— Start of RECORD EXCERPTS —
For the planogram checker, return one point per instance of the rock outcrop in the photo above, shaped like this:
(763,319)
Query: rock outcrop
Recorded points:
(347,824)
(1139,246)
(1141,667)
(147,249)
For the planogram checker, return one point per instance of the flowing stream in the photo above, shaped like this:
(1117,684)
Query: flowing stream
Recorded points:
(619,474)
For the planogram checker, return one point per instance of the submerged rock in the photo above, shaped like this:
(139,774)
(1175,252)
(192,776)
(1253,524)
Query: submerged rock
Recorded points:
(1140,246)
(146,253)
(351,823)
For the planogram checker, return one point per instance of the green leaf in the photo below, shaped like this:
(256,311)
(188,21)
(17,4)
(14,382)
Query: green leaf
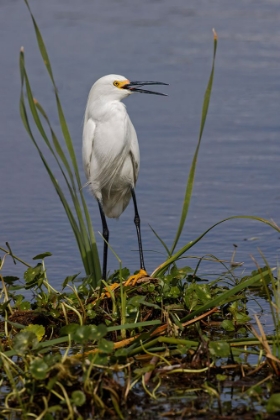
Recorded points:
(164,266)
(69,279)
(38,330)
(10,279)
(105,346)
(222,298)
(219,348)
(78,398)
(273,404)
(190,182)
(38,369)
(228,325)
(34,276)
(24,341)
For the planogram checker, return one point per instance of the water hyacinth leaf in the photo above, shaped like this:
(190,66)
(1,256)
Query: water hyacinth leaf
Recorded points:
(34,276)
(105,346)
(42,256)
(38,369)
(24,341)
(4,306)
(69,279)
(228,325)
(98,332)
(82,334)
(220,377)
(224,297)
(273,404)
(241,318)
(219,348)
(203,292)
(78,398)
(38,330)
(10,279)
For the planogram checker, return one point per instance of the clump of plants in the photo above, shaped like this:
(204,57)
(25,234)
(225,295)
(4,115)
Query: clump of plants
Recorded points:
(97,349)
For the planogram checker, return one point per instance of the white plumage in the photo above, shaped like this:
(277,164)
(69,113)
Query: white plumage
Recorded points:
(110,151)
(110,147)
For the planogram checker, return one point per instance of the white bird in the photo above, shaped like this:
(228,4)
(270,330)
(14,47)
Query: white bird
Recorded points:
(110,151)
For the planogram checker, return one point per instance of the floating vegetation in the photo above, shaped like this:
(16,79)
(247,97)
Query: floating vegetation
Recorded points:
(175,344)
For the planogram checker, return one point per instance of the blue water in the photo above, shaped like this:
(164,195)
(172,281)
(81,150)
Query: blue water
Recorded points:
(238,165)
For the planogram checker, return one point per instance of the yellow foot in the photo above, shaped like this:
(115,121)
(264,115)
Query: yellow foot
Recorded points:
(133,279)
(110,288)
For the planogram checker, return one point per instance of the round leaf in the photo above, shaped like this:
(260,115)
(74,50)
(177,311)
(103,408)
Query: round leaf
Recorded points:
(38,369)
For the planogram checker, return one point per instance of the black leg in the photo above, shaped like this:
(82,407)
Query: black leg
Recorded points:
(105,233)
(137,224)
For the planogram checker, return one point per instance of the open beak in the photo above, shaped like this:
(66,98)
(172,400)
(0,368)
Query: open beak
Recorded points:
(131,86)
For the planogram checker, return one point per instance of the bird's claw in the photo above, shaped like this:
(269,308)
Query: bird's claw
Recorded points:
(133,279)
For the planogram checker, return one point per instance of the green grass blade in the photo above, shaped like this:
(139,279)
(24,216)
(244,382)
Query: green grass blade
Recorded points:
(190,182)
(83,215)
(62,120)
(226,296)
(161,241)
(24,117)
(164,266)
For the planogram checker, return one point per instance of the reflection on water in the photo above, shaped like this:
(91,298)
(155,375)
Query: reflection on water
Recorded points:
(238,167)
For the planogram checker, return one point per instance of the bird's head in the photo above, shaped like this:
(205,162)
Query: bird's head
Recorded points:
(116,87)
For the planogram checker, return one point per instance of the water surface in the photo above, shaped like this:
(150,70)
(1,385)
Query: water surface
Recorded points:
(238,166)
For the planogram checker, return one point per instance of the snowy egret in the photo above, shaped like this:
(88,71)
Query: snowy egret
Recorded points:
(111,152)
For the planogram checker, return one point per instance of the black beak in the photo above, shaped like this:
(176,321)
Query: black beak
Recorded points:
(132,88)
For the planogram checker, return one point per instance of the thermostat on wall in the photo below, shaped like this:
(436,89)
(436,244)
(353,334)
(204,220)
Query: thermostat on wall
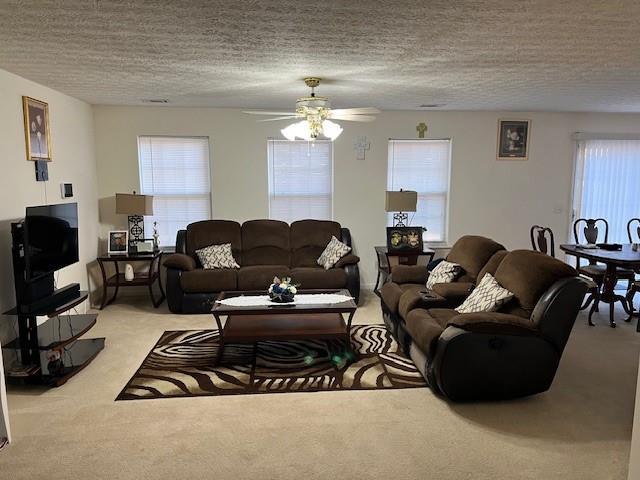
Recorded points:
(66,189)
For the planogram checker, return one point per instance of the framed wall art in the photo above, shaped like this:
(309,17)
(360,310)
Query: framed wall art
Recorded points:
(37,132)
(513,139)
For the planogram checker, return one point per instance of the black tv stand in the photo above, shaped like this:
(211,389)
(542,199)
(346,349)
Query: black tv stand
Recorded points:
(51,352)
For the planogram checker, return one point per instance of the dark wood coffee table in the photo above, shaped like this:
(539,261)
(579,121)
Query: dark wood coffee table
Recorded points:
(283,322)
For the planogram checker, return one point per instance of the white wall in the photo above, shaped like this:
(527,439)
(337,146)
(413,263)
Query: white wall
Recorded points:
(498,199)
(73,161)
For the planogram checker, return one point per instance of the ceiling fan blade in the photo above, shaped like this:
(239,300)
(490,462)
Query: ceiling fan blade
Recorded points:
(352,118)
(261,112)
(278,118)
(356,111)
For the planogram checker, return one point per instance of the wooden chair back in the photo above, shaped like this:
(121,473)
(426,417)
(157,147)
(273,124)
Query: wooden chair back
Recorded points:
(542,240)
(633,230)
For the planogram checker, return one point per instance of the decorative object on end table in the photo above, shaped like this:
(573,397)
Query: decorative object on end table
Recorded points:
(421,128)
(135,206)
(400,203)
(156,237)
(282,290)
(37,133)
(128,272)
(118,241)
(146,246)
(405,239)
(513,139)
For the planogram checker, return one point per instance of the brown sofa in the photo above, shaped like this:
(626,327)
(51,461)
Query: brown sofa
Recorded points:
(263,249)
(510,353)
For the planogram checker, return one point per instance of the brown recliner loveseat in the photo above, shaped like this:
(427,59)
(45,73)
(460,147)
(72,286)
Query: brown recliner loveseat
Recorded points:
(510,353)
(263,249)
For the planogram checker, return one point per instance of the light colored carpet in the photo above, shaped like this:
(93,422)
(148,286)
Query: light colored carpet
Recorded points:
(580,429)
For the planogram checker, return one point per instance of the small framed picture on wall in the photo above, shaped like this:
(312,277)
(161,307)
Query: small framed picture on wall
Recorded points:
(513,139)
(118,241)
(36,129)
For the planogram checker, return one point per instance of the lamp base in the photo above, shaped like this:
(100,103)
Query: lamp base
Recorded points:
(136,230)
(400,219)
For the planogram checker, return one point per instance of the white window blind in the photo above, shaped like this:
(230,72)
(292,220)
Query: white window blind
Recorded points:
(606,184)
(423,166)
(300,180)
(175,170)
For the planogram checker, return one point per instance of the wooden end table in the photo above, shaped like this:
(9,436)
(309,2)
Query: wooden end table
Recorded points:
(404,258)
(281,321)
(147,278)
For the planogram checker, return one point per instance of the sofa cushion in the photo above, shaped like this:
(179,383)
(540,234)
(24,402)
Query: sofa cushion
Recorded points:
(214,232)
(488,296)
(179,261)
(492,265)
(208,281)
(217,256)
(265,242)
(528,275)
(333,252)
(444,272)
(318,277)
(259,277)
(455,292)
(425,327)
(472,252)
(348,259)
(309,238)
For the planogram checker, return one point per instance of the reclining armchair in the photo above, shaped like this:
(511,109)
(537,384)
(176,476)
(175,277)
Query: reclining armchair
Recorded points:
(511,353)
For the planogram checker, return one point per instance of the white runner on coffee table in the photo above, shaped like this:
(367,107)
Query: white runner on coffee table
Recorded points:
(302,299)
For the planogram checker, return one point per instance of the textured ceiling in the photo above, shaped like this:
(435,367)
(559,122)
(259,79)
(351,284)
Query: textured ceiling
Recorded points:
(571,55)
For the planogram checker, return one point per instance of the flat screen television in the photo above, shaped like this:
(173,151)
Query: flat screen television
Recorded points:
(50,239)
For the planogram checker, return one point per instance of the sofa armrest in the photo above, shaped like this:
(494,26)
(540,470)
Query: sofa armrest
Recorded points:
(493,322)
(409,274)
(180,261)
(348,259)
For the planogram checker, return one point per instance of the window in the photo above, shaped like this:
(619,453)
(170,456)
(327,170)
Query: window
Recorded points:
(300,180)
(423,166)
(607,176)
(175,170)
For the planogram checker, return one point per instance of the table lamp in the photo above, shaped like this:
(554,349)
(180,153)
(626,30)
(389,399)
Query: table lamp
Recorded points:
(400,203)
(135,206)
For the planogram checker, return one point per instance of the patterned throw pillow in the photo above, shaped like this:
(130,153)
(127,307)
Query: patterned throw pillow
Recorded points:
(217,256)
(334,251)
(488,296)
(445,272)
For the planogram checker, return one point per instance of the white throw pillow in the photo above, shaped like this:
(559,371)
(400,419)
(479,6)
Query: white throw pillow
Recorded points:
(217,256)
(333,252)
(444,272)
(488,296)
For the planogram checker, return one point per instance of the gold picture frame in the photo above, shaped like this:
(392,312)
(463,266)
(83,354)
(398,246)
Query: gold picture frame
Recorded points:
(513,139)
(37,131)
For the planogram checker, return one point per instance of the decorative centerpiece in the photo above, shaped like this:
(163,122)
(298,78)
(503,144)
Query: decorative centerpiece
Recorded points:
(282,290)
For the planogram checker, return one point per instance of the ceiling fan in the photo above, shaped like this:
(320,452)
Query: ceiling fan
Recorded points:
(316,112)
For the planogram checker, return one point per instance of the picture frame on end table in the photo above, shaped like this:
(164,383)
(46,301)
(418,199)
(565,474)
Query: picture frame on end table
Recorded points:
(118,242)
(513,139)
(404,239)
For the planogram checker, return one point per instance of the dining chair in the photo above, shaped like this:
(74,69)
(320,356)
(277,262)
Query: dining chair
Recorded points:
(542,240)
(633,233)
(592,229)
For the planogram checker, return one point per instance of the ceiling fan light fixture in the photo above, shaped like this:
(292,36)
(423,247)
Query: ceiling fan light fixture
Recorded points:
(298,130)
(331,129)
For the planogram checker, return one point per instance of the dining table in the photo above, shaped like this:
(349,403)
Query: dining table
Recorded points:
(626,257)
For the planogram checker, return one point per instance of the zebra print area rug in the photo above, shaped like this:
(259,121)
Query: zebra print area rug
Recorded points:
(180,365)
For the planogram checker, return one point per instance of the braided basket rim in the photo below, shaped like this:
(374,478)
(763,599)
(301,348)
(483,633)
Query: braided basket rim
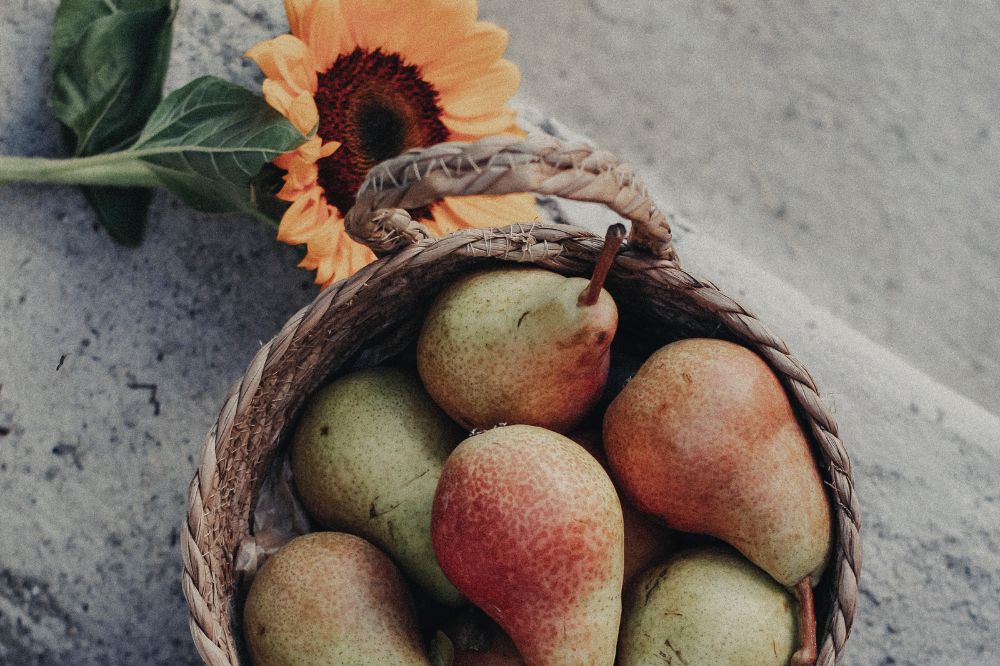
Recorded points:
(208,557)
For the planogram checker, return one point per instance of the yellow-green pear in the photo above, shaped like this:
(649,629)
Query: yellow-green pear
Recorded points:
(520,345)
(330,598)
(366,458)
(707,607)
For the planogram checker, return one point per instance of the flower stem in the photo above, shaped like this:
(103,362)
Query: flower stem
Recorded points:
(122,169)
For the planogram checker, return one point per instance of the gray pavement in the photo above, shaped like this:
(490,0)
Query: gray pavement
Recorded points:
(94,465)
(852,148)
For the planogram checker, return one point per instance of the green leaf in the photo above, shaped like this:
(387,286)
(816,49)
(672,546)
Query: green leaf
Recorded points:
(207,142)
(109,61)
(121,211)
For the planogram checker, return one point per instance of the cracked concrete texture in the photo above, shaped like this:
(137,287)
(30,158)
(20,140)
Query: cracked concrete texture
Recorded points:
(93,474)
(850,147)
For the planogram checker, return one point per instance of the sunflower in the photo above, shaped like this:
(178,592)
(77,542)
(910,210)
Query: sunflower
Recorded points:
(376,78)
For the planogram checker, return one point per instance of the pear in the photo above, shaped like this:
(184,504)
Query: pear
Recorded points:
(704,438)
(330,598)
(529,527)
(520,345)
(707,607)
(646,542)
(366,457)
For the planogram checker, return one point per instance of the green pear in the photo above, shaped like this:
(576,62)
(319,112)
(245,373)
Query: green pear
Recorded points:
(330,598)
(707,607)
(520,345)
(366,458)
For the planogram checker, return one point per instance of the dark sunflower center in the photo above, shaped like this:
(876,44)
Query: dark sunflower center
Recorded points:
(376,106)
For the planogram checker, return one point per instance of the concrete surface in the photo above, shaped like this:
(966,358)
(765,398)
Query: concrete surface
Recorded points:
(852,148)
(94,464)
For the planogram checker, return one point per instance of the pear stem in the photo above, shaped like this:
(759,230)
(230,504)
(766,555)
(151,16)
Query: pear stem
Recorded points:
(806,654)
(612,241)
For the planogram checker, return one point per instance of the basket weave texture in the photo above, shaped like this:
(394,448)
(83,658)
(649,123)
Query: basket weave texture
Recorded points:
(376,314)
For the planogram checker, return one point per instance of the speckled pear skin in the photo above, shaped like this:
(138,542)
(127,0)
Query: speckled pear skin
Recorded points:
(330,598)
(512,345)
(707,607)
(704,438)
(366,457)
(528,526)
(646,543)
— End of RECORD EXCERPTS —
* WRITTEN TASK *
Print exactly the lines from the one with "of the basket" through the end of the data, inclusive.

* EXERCISE OUTPUT *
For the planogram checker, return one point per instance of the basket weave texture in the photo above, shaped like this:
(394,448)
(83,658)
(649,123)
Query: basket weave texture
Recorded points:
(376,314)
For the planogram checker, return one point per instance of the speckled pear skin in the photo above, shaped like this:
(138,542)
(127,0)
Query: speckled pear skin
Recorded points:
(330,598)
(512,345)
(707,607)
(704,438)
(366,457)
(528,526)
(646,543)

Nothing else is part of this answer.